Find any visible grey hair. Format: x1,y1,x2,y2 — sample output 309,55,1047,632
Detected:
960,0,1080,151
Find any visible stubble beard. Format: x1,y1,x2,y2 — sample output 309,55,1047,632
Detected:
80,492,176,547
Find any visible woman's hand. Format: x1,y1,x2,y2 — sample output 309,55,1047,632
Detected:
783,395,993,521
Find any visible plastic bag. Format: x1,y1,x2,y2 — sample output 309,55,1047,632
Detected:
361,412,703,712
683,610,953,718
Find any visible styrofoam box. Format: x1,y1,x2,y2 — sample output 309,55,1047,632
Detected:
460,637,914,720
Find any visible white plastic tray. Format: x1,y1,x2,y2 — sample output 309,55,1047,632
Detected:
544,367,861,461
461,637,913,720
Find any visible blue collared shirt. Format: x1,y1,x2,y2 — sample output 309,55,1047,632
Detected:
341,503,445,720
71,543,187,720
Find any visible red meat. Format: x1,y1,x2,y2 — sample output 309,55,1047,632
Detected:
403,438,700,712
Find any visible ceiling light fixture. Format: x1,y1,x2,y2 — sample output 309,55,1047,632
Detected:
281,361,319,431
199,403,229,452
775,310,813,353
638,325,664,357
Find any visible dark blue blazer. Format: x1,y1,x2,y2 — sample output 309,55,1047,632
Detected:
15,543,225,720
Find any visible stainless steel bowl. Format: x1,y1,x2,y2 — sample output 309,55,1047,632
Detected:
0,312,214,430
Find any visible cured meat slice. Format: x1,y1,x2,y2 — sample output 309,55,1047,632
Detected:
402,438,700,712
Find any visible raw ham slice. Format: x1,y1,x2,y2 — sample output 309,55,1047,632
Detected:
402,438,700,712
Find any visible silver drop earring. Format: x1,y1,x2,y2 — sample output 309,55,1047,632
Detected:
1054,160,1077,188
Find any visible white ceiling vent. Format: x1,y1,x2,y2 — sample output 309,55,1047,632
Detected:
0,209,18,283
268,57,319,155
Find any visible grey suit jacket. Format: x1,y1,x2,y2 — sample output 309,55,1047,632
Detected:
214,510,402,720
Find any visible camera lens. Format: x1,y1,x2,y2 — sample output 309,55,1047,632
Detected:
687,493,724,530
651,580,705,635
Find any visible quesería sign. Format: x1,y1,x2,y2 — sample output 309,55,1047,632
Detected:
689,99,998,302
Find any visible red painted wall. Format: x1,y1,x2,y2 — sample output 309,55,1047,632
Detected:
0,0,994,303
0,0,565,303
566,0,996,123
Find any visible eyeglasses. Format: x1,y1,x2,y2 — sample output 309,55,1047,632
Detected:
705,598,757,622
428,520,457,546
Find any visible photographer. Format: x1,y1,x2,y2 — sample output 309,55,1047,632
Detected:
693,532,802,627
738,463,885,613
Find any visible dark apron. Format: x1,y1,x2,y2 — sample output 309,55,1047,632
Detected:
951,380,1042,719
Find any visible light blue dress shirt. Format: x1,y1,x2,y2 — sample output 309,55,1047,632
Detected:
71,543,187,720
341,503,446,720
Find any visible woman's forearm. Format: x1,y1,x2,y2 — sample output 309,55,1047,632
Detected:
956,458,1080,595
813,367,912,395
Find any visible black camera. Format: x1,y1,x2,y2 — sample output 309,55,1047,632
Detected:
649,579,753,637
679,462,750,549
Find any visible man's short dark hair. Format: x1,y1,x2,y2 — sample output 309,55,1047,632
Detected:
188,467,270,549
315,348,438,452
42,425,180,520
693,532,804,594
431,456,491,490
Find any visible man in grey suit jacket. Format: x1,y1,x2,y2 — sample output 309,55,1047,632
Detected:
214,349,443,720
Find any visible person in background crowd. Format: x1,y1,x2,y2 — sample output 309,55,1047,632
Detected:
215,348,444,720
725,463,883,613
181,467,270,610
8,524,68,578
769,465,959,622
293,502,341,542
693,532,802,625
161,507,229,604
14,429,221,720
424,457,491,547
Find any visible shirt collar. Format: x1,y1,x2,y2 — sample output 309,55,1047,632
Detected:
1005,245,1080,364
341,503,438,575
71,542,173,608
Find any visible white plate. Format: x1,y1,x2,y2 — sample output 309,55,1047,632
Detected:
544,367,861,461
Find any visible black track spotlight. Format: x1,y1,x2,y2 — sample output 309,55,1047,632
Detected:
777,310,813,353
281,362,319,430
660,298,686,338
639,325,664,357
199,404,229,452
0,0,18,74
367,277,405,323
________________________
▶ _Exercise details_: Reproduce all the entries above, substituting "Located" for each occurrence of "Detected" and changing nothing else.

▶ _Solution_:
Find any visible grey hair. Format: x1,y1,x2,y2 — sample output 309,55,1047,632
Located:
960,0,1080,151
Find any visible stubble beard. Format: x1,y1,x2,y2 — sample output 309,55,1047,632
Located:
80,492,176,547
Find any visible woman's hand. Format: x1,y1,x2,y2 — sample output 309,55,1047,632
Located:
783,395,993,521
Find any visible plastic bag. Format: x1,y1,x2,y2 — sample output 309,55,1047,632
Located:
361,412,703,712
683,610,953,718
Find any visible styrofoam box. Format: x1,y1,x2,y2 — sample output 309,55,1047,632
Located:
460,637,914,720
Find any visible white plastic tray. Format: x1,y1,x2,y2 — sample output 309,55,1047,632
Located:
544,367,861,461
461,637,913,720
Find any visible blue collared shirt. Format: x1,y1,x2,y2 — sample output 309,55,1047,632
Located:
341,503,445,720
71,543,187,720
Find any visible red meat. Format: x1,y1,x2,y2 — sample output 309,55,1047,632
Located:
403,438,700,712
Find any visible ceiling light fixture. Format: x1,y1,x2,y2 — sample output 309,55,1047,632
Located:
281,361,319,431
199,403,229,452
775,310,813,353
638,325,664,357
Find any visible dark blue blazer. Format: x1,y1,x2,y2 — sample output 309,55,1047,632
Located:
15,543,225,720
Find any visible stainless steel bowl. Format: x1,y1,x2,y2 — sample output 309,55,1047,632
Located:
0,312,214,430
Find any visible cured meat slice. Format: x1,y1,x2,y2 — sample output 309,55,1047,632
Located:
402,438,700,712
Find any visible raw ham slice. Format: x1,y1,x2,y2 — sample output 309,55,1047,632
Located:
402,438,700,712
Find any visible silver drop earring. Format: x1,y1,x2,y2 — sample output 309,55,1047,632
Located:
1054,160,1077,188
Find any visible white ceiling vent. Format: x1,y1,x2,y2 — sample output 309,55,1047,632
Located:
0,209,18,283
268,57,319,155
Find any visible grey suit jacket. Format: x1,y1,x2,y2 — sample output 309,55,1047,632
Located:
214,510,402,720
Find any visible camera lens. Format: x1,y1,x2,y2 — sample output 309,55,1047,632
Located:
687,493,724,530
651,580,705,635
Find any visible quesería sign. Format: x1,y1,x2,y2 — sample output 309,55,1047,632
Located:
689,99,998,302
Find any visible red painted wall. Format: x1,y1,x2,y2 — sample output 309,55,1047,632
Located:
0,0,994,303
0,0,565,303
566,0,996,123
Find any visible eyeglasses. Format: x1,y1,x2,y2 — sample output 309,55,1047,632
Located:
705,598,757,622
428,520,457,546
Find any visible photographer. Format: x1,y1,x2,y2 — sample output 309,55,1047,632
Located:
693,532,802,627
738,463,885,613
Find any visible dark apron. Format: x1,y1,x2,y2 — sample output 309,55,1047,632
Located:
951,380,1042,719
Find any visible light blue dress shirt. Format: x1,y1,x2,y2 — sample output 309,55,1047,632
Located:
71,543,187,720
341,503,446,720
Find any visible woman's forearm. Format: x1,y1,x2,y2 — sample output 309,55,1047,632
Located:
956,458,1080,595
813,367,912,395
Find any visible black camera. Format: x1,y1,x2,y2 — sample output 309,55,1047,632
Located:
649,579,753,637
679,462,750,549
Find any visible man's short dark hair. Format: x1,y1,x2,y2 — sample output 309,55,1047,632
Located:
188,467,270,549
315,348,438,452
42,425,180,520
693,532,804,594
431,456,491,490
Find any visible man in grey suit jacket. Format: x1,y1,x2,y2 — sample output 309,55,1047,632
Located:
214,349,443,720
Find any visible person in background crowd. Format: x1,y1,x2,y2 — sample output 309,55,1047,632
Located:
215,348,444,720
725,463,883,613
181,467,270,610
8,524,68,578
769,465,959,622
293,502,341,542
693,532,802,625
161,507,229,604
14,429,221,720
424,457,491,547
Find any visible shirt collar. Format: x1,y1,x2,y2 — sample output 309,55,1047,632
Located:
1005,245,1080,364
341,503,438,575
71,542,173,608
Find any visible white plate. Format: x1,y1,x2,y2 — sample output 309,55,1047,632
Located:
544,367,861,461
Find any visible black track spotlight. Format: x1,y1,x2,y2 — sample output 309,55,1047,632
Located:
777,310,813,353
281,362,319,430
660,298,686,338
639,325,664,357
199,404,229,452
0,0,18,74
367,277,405,323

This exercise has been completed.